DATA EXTRACT:
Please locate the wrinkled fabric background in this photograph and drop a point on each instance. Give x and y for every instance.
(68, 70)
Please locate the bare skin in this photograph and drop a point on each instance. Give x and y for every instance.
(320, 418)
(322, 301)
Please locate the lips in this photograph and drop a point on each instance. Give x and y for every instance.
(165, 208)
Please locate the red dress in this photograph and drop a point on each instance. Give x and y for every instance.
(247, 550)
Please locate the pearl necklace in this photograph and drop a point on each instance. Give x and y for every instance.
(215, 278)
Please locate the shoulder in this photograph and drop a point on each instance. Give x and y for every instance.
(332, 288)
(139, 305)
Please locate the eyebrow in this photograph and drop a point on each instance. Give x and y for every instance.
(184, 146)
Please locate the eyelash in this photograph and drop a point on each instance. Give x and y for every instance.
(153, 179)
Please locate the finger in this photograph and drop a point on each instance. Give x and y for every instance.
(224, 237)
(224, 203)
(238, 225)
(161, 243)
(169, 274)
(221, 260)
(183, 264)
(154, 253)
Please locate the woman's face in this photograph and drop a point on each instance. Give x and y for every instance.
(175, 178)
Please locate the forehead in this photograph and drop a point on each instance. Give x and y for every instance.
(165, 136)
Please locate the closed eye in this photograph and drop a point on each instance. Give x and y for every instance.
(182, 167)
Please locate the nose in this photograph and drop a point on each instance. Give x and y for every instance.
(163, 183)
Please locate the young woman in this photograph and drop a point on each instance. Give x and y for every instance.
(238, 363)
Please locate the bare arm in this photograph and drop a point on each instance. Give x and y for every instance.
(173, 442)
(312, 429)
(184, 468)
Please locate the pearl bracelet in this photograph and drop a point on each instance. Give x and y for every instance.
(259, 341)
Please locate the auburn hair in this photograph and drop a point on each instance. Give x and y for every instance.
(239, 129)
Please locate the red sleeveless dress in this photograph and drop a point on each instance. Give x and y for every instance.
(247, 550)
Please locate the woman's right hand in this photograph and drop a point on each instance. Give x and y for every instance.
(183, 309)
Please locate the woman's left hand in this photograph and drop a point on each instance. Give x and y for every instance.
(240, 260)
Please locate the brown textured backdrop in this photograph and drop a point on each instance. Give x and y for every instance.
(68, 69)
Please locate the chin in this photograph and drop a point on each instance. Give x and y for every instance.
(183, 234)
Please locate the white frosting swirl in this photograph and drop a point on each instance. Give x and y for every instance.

REQUIRED TASK: Substitute "place a marker" for "drop a point" throughout the rows above, and repeat every row with no other change.

ANSWER IN FULL:
Please locate the wrinkled fabric background in this photograph and place a marker on each instance. Give x and y for every instance.
(68, 70)
Please locate the bare skin in this photograph and place a marker on each instance. Give x and y for every instance.
(320, 418)
(322, 301)
Please locate the lips in this photograph and place a marker on each instance. Give x and y for every instance.
(165, 208)
Please locate the red dress in this photograph and place a marker on each instance. Give x and y for every instance.
(247, 550)
Please locate the pearl necklace in this photograph and place a marker on each instance. Give x and y for every instance.
(215, 278)
Please locate the shoulder in this photograph and place a marker on each instance. Give x and y for every instance.
(332, 288)
(139, 305)
Please locate the eyebrow in this photograph and place a marker on each instance. Give x and y for every instance.
(184, 146)
Please locate the eyelash in this photograph and place a marker on each instance. Give x and y for every instance.
(153, 179)
Please locate the finger in this photograph and place a marker on each instance. Give x and y for every instance.
(224, 237)
(224, 203)
(238, 225)
(161, 243)
(169, 274)
(221, 260)
(183, 264)
(154, 253)
Please locate the woman's face in this photograph and place a marker on each instance. Give x and y for every instance.
(175, 178)
Please locate the forehead in this photograph and place a marker on each instance. Give x and y for every instance.
(165, 136)
Please locate the closed eye in this photograph and place a marker on each instance. Give x and y for every instance.
(182, 167)
Please locate the nose in this photograph and place a marker on each instance. Give x and y for every instance.
(163, 183)
Please locate the young woman in this photograph and place a marker on each instance. Give x and y for every instance.
(238, 363)
Please locate the bare arm in this photograph and place a marker on each instance. Give x and y for every instance.
(173, 442)
(312, 429)
(184, 468)
Please locate the pearl bracelet in this photograph and place a marker on each instance. Give x and y for every instance.
(259, 341)
Please locate the auburn hair in this photograph and place a marker on each instance. Give x and y for every instance.
(239, 129)
Please locate the red sleeveless dress in this photograph and place a marker on each instance. Give x and y for every instance.
(247, 550)
Please locate the woman's right hand in this photograph and place a marker on each instance. Give x and y for every instance.
(183, 309)
Please locate the woman's left hand in this photograph and place a marker on each instance. Give x and y for every instance.
(240, 260)
Please locate the brown textured backdrop in this photograph and place a marker on each instance. Give x and y for every instance.
(68, 69)
Please locate the chin in this photograph and place a marker on each instance. Give x and y for every instance.
(183, 234)
Please locate the white frosting swirl in this photograph and place a marker on each instance. Give x and y for every instance.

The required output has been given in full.